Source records
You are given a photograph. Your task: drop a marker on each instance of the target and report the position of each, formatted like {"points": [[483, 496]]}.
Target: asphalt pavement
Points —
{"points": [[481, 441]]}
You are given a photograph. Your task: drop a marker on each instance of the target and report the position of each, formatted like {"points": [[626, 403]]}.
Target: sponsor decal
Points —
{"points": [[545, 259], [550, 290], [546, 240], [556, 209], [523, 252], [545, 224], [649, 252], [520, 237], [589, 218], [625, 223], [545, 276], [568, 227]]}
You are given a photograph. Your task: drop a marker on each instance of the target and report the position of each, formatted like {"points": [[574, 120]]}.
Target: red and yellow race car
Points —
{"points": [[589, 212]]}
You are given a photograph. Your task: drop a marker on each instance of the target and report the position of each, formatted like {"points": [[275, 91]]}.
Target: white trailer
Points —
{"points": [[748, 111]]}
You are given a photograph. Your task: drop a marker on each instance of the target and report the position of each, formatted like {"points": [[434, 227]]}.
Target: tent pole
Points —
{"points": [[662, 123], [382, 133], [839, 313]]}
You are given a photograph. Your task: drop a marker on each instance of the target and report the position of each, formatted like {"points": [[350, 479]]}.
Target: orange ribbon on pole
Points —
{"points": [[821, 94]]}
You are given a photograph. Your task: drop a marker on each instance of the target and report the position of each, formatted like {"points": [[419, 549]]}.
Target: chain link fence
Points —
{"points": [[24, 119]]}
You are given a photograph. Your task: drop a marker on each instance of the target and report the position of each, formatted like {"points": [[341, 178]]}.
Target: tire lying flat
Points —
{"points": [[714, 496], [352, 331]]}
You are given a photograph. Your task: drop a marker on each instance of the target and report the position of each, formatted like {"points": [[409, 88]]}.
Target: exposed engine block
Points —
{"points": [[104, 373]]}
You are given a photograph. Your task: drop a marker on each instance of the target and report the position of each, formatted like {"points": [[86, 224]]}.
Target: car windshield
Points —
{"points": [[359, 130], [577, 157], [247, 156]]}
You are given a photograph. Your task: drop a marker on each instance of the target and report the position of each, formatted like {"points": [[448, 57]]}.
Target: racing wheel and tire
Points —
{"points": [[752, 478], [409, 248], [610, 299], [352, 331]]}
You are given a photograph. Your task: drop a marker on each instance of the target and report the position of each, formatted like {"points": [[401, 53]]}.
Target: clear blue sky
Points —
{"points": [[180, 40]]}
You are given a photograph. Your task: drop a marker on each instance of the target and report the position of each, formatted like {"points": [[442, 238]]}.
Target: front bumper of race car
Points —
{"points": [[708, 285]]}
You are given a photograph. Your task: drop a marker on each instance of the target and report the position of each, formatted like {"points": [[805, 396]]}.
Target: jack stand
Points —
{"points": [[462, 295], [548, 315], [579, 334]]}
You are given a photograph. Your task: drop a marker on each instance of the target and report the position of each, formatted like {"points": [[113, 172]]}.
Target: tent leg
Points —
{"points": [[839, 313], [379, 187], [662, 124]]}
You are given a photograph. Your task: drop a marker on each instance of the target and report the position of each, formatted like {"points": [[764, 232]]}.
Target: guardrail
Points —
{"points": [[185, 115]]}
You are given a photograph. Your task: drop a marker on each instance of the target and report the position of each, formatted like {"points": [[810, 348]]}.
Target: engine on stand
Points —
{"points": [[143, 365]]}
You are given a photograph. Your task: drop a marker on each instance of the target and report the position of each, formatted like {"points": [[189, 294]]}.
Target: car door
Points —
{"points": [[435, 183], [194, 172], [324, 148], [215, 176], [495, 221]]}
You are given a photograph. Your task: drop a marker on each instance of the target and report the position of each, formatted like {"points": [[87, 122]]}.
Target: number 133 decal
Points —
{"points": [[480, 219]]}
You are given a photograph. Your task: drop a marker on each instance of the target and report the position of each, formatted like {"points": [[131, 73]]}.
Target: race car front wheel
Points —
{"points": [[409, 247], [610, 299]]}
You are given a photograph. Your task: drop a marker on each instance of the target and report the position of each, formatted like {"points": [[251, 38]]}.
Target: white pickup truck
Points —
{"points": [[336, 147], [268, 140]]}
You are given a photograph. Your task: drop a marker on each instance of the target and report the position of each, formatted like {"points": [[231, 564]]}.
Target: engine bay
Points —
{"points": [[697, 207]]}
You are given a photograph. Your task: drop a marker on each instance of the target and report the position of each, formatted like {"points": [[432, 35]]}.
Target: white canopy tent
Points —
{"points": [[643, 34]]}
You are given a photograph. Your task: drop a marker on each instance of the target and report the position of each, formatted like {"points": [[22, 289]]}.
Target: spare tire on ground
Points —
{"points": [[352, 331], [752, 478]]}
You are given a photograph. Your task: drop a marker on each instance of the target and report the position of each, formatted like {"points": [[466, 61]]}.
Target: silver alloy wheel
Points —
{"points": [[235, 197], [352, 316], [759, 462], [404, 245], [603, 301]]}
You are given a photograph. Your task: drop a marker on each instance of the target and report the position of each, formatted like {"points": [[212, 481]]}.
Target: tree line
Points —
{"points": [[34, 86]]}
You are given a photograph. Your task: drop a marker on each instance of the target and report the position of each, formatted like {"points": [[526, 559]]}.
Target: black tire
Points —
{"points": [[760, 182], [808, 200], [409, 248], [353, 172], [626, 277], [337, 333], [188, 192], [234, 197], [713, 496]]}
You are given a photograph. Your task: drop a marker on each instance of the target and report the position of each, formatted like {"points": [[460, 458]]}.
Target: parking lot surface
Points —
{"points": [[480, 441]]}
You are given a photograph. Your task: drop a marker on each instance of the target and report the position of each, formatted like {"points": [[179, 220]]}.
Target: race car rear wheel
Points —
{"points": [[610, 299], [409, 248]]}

→ What you should do: Which lines of the data include the string "tire"? Copy each of them.

→ Problem solution:
Target: tire lying flat
Target: racing wheel and tire
Target: spare tire on ground
Target: black tire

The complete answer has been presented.